> **Data listing**
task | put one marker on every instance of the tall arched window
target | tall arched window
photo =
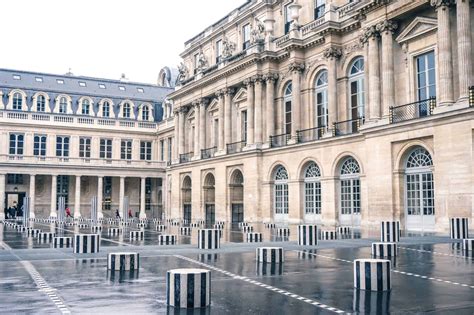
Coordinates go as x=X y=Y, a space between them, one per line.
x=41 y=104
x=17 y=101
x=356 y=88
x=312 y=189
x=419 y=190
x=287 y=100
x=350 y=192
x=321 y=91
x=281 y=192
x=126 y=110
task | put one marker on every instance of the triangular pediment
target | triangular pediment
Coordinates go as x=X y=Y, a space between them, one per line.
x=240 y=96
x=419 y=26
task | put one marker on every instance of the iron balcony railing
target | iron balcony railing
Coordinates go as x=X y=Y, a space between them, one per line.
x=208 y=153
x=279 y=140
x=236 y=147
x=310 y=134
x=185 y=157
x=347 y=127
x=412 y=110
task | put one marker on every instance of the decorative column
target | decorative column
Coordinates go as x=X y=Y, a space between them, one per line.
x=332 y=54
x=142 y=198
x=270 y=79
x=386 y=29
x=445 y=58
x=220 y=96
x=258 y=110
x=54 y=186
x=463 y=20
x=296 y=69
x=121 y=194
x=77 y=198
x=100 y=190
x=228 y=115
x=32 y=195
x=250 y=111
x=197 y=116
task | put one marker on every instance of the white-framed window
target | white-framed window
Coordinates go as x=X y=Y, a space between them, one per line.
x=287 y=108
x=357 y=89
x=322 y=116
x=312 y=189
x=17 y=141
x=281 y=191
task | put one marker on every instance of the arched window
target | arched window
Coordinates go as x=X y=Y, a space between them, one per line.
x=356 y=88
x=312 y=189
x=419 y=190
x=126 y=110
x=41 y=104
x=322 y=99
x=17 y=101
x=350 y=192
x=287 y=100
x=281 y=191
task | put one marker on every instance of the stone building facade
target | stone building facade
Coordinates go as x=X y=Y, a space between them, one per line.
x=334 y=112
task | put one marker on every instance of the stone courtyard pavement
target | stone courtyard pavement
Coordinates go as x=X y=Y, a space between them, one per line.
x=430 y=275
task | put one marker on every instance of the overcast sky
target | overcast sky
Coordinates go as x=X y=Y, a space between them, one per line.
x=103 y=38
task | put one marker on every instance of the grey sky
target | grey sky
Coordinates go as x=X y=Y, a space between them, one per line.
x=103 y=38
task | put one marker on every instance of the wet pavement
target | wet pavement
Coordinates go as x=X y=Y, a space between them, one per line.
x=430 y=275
* * *
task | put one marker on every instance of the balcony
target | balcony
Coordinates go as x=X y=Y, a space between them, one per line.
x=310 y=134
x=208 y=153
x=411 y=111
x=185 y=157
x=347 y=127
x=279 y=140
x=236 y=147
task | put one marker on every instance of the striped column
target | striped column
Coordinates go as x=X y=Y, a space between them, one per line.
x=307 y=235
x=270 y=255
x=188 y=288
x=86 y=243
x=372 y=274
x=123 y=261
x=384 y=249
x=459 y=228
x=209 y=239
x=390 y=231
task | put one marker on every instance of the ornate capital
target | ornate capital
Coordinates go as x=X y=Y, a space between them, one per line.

> **Directions**
Go through the material above and output exactly the lines from the one containing "task | put one marker on every instance of the iron" through the one containing "target | decorative column".

> **Result below**
task | put one marker on every instance of the iron balcony railing
target | iron balcony railing
Coordinates go as x=X y=Y, a space between them, one per line.
x=208 y=153
x=279 y=140
x=236 y=147
x=310 y=134
x=185 y=157
x=347 y=127
x=412 y=110
task | put one marker on every instance of the decorative column
target | decorative column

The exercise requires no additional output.